Dataset rows

◆ ◆ ◆ ◆ ◆

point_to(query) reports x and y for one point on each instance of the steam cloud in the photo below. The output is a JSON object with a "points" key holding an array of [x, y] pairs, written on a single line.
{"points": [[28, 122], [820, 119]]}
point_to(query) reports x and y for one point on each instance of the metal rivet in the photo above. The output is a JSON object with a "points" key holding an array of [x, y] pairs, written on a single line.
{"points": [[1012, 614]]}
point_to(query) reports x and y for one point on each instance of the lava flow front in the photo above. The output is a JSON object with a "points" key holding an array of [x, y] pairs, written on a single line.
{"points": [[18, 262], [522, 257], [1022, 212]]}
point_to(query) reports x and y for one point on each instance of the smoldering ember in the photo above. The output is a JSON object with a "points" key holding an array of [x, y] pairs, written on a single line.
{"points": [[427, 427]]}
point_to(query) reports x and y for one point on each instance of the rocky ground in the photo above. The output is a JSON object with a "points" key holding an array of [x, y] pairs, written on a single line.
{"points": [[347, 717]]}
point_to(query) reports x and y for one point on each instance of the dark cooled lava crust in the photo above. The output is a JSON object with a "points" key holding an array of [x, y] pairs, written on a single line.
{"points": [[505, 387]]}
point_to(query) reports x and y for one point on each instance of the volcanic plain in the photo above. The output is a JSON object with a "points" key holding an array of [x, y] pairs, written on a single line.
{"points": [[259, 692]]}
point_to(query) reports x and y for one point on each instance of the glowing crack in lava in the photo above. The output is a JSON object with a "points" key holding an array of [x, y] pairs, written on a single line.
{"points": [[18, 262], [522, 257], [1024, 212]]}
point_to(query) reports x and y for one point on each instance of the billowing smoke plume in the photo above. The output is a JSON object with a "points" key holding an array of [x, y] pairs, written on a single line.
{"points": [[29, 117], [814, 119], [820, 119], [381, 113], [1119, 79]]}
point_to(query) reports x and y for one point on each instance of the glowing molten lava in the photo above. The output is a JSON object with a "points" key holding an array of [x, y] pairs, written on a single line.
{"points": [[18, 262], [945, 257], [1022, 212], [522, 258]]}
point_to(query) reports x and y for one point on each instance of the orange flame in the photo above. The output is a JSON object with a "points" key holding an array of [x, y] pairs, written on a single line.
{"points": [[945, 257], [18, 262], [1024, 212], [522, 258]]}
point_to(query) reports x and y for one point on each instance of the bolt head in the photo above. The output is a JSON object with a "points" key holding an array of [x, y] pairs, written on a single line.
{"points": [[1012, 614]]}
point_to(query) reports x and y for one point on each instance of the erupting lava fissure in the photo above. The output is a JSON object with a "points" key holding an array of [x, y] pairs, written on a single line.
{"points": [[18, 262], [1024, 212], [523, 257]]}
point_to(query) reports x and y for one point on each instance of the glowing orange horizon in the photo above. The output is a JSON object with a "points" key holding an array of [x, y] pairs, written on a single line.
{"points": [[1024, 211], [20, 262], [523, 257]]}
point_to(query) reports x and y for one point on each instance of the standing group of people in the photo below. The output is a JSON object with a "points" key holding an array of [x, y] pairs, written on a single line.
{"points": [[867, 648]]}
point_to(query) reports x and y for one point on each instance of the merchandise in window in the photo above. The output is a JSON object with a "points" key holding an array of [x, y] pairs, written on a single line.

◆ ◆ ◆ ◆ ◆

▸ Your goal: Repeat the items from the line containing "of the standing" through the last item, requests included. In the answers, multiply every x and y coordinate by 0.2 and round each result to a whole number, rounding halves up.

▸ Answer in full:
point_to(query) reports x and y for one point on each instance of the standing group of people in the photo below. The output is a JSON object with a "points" key holding an array of [x, y] pairs, written on a single line.
{"points": [[173, 130]]}
point_to(query) reports x and y for one point on each instance of the merchandise in window in the photo above. The output is a JSON object with a "points" key holding an array of [x, y] pairs, written on a single line.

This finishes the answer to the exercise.